*Short exercise*.
Rewrite every line of the entries below as one numbered list, leaving out any blank lines.

*Data extract*.
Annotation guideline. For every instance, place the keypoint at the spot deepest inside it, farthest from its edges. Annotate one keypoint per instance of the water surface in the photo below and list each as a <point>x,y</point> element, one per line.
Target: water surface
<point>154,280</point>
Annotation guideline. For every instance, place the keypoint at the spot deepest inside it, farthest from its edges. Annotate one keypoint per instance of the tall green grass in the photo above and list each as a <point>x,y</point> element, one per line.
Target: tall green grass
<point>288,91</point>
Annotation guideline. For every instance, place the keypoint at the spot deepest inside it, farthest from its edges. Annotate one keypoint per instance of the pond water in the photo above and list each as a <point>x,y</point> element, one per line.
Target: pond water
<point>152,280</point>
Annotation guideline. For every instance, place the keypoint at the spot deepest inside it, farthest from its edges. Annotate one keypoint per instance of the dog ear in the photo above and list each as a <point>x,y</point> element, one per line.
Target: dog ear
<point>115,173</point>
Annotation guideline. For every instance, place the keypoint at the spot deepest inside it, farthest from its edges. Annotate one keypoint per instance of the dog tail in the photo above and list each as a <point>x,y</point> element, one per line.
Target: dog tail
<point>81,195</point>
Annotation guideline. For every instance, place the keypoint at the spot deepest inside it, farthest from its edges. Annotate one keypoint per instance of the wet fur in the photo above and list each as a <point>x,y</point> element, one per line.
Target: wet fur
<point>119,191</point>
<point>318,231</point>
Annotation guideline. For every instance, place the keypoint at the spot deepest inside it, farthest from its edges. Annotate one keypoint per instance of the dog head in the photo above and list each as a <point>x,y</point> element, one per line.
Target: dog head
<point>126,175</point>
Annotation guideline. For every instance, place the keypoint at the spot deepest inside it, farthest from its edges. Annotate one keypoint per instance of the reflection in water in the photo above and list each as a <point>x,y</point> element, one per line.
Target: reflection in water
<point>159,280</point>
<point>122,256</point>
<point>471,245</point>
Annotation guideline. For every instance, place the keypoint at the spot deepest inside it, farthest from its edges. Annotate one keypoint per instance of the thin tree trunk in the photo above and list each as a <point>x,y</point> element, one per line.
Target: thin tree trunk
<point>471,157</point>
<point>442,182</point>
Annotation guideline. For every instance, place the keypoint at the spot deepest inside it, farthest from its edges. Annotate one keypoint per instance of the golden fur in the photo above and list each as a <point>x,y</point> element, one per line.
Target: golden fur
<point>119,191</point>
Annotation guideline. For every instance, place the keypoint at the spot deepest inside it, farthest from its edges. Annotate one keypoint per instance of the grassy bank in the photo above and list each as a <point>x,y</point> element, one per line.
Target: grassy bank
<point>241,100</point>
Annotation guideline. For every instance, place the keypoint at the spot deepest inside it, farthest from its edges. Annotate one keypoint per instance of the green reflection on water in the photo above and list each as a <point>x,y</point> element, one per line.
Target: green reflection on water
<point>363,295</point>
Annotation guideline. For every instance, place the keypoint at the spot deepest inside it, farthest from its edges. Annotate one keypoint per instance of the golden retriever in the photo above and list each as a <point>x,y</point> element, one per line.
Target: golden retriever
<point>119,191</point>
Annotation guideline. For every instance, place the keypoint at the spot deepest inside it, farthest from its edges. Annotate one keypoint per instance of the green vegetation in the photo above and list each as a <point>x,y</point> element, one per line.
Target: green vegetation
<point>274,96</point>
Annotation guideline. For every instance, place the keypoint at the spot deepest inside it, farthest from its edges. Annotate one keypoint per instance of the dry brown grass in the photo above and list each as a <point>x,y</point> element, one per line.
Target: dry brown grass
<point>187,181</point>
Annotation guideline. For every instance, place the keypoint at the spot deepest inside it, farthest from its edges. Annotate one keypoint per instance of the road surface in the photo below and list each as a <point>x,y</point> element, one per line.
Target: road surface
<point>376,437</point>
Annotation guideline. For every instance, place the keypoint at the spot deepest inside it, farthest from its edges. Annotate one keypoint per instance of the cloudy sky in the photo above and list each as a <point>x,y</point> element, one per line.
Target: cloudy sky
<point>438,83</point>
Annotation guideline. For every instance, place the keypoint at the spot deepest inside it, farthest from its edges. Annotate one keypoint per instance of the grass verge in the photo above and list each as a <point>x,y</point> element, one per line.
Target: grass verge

*Result*.
1. Annotation guideline. For every instance, place the keypoint at the spot deepest inside it, farthest from its edges. Annotate one keypoint per instance of the water surface in the photo below and list each as a <point>x,y</point> element, one per line.
2. Target: water surface
3. <point>154,280</point>
4. Annotation guideline. For every instance, place the keypoint at the spot deepest inside it, farthest from its edges. Annotate one keypoint per instance of the tall green grass in the photo above and list each as a <point>x,y</point> element, one per line.
5. Target: tall green grass
6. <point>288,91</point>
7. Annotation guideline. For every instance, place the keypoint at the spot deepest inside it, farthest from its edges. Annotate one keypoint per instance of the pond water in the photo above and list each as a <point>x,y</point> element, one per line.
8. Target: pond water
9. <point>152,280</point>
10. Annotation guideline. For every instance, place the keypoint at the spot deepest inside it, farthest from its edges. Annotate one keypoint per instance of the dog ear in the photo above and list each as a <point>x,y</point> element, one per line.
11. Target: dog ear
12. <point>115,173</point>
13. Annotation guideline. For every instance, place the keypoint at the spot deepest inside it, farthest from its edges. Annotate one keypoint per instance of the dog tail in the photo above and list each as a <point>x,y</point> element, one per line.
14. Target: dog tail
15. <point>81,195</point>
16. Annotation guideline. For every instance, place the keypoint at the spot deepest inside it, farthest from its edges. Annotate one keypoint per instance of the wet fur in the photo above and list each as a <point>x,y</point> element, one per line.
17. Target: wet fur
18. <point>119,191</point>
19. <point>318,231</point>
20. Annotation guideline. For every instance, place the keypoint at the spot deepest inside it, farthest from its edges. Annotate one keypoint per instance of the dog head in the photo above and list each as a <point>x,y</point> element, one per line.
21. Target: dog head
22. <point>126,175</point>
23. Annotation guideline. For every instance, place the keypoint at the spot deepest inside it, farthest from its edges. Annotate one keypoint per instance of the reflection in water in the photo above and list each as a <point>x,y</point> element, one per line.
24. Target: reflection in water
25. <point>159,280</point>
26. <point>122,256</point>
27. <point>471,245</point>
28. Annotation guideline. For every instance, place the keypoint at the spot deepest inside it, farthest from its edges. Annotate one keypoint per instance of the thin tree trunk in the photo above and list each as a <point>x,y</point> element, one per line.
29. Target: thin tree trunk
30. <point>471,157</point>
31. <point>442,182</point>
32. Annotation guideline. For every instance, place the keypoint at the spot deepest inside it, farthest from its edges. Annotate one keypoint per instance of the golden fur in the photo above and list each as a <point>x,y</point> element, one per line.
33. Target: golden fur
34. <point>119,191</point>
35. Annotation guideline. For every instance, place the keypoint at the spot deepest inside it, farthest from its edges. Annotate one keypoint per instance of the grassy bank in the photo above and list each as a <point>x,y</point> element, one per line.
36. Target: grassy bank
37. <point>241,100</point>
38. Annotation guideline. For every instance, place the keypoint at the spot deepest inside it, farthest from its edges. Annotate one keypoint per instance of the green reflection on water in the photo above and list each as a <point>x,y</point> element, one per line.
39. Target: green reflection on water
40. <point>363,295</point>
41. Annotation guideline. For every instance, place the keypoint at the spot deepest inside it, farthest from its edges. Annotate one keypoint per instance of the golden retriever in the photo above and list each as a <point>x,y</point> element, one per line.
42. Target: golden retriever
43. <point>119,191</point>
44. Annotation guideline. For every instance, place the keypoint at the spot deepest inside it, farthest from its edges. Annotate one keypoint per instance of the green vegetation in the photo above and list each as a <point>x,y</point> element, one per line.
45. Target: green vegetation
46. <point>274,96</point>
47. Annotation guideline. For every instance, place the keypoint at the spot deepest inside it, farthest from its edges. Annotate one keypoint per instance of the dry brown grass in the photo above and list each as a <point>x,y</point> element, one per line.
48. Target: dry brown grass
49. <point>187,181</point>
50. Annotation guideline. For every instance, place the keypoint at the spot deepest inside it, farthest from its edges. Annotate one keypoint per instance of the road surface in the photo below and list each as a <point>x,y</point> element, one per line.
51. Target: road surface
52. <point>376,437</point>
53. Annotation guideline. For every instance, place the keypoint at the spot deepest inside it, farthest from its edges. Annotate one keypoint per instance of the cloudy sky in the photo above and list each as a <point>x,y</point> element, one per line.
54. Target: cloudy sky
55. <point>438,83</point>
56. Annotation guideline. For every instance, place the keypoint at the spot deepest inside it, farthest from its edges. Annotate one keypoint per instance of the grass verge in the photo above and list each as a <point>x,y</point> element, one per line.
57. Target: grass verge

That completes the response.